Exercise instructions:
Could you continue the T2 Trainspotting film review below from its last sentence?

FILM REVIEW - T2 TRAINSPOTTING
Running Length: 117 minutes
Release Date: 27th January 2017
Directed by: Danny Boyle
Cast: Ewan McGregor, Ewan Bremner, Jonny Lee Miller, Robert Carlyle
Screenplay by: John Hodge
Cinematography: Anthony Dod Mantle
``Somehow Boyle has managed to pull it off.``
Never go back. Don’t compare. Live in the moment. Avoid school reunions. Etc.
If I had to pick one movie that defined the 1990s (on this side of the Atlantic anyway), it would be Trainspotting. Danny Boyle’s adaption of Irvine Welsh’s novel helped launch many a career, and it consolidated Boyle’s reputation as a director to watch. The soundtrack sold by the bucket load (on cassette, of course), and the poster was on the wall of everyone’s first flat. But Trainspotting was a movie very much of its time, and sequels are rarely a good idea (Boyle stuck to producing 28 Weeks Later). The potential of T2 Trainspotting to disappoint is huge, but Boyle has managed to make it work.

Records provided:
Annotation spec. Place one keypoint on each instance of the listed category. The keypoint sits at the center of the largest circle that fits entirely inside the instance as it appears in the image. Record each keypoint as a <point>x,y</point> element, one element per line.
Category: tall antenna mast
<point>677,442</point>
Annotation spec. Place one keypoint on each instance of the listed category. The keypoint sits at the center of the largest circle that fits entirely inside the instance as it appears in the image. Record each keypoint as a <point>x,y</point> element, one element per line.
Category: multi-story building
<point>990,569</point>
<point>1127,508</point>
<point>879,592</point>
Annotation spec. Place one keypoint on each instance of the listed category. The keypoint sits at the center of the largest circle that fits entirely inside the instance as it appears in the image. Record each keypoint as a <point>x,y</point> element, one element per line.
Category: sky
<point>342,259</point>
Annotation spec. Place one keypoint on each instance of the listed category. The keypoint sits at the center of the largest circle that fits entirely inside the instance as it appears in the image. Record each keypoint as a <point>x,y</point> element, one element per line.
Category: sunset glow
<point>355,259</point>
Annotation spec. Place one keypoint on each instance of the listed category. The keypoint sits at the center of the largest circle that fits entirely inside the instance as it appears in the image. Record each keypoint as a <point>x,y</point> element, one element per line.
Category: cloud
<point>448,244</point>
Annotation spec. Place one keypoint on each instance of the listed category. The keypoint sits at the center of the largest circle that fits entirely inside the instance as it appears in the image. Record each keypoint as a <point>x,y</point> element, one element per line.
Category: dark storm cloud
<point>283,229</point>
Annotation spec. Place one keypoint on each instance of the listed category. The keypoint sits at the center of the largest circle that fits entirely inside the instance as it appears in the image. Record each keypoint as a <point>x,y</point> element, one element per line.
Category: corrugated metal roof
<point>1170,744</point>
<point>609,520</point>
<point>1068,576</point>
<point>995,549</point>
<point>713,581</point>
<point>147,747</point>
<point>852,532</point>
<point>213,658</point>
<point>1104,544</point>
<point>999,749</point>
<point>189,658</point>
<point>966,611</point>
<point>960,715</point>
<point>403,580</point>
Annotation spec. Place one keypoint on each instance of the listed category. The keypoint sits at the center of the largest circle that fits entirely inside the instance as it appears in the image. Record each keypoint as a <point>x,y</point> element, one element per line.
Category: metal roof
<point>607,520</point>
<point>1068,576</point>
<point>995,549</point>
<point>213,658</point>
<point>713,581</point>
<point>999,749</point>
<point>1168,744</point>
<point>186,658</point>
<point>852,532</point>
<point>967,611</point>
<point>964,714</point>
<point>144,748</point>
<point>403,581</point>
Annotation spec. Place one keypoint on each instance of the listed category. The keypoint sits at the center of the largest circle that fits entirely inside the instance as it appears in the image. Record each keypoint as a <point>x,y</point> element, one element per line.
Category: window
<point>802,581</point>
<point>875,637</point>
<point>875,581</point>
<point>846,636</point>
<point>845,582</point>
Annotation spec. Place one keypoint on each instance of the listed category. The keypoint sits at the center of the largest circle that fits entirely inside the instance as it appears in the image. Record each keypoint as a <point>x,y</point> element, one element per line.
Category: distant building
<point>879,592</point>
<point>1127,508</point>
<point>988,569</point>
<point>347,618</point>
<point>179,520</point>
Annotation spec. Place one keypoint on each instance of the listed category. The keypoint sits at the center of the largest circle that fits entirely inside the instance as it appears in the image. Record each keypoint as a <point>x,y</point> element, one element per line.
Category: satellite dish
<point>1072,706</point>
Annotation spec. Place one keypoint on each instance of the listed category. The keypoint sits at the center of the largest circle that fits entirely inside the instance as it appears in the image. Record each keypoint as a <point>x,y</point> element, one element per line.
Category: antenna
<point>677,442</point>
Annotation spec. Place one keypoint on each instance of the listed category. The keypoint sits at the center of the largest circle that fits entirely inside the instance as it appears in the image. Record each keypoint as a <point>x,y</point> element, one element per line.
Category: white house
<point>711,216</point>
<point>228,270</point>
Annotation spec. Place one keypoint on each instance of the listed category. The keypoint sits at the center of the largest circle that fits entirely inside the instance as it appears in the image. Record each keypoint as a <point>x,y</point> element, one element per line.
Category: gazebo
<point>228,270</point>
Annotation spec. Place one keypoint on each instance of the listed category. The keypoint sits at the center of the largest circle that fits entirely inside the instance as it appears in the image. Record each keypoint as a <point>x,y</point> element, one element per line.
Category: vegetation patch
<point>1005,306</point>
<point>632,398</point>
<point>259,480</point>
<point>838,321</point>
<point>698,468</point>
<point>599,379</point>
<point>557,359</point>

Answer to this task:
The 46-year-old Mark Renton (Ewan McGregor) has chosen life. He’s chosen a steady job, a wife, treadmills, health insurance, and everything that his younger self railed against. Renton is living an affluent lifestyle in Amsterdam, but a minor health scare causes a major midlife crisis. He decides to return to Edinburgh and make amends with the friends that he ripped off to the tune of £16,000. His home town is a very different place to the one he left 20 years ago, but Renton has no trouble finding Darren “Spud” Murphy (Ewan Bremner), as it seems that the gentrification hasn’t yet reached the council tenements of Leith. Spud is still tragically addicted to heroin, but Simon “Sick Boy” Williamson (Jonny Lee Miller) has swapped the brown stuff for cocaine. He now runs a run-down pub in the middle of nowhere and supplements his income with some minor league blackmailing. Simon has a scheme to turn the pub into a brothel – sorry – sauna, and Renton suggests applying for an EU business enterprise grant worth £100,000 (enjoy it while it lasts). More money. More paranoia. More betrayal.
Meanwhile, Begbie (Robert Carlyle) has spent the last 20 years incarcerated at Her Majesty’s pleasure. Tired of waiting for parole, he decides to release himself of his own volition. A quick pit stop to pick up the timeless Pringle jumper / tasselled loafer combo, and shark-eyed Begbie is back out hunting. And very keen to have a wee chat with Renton.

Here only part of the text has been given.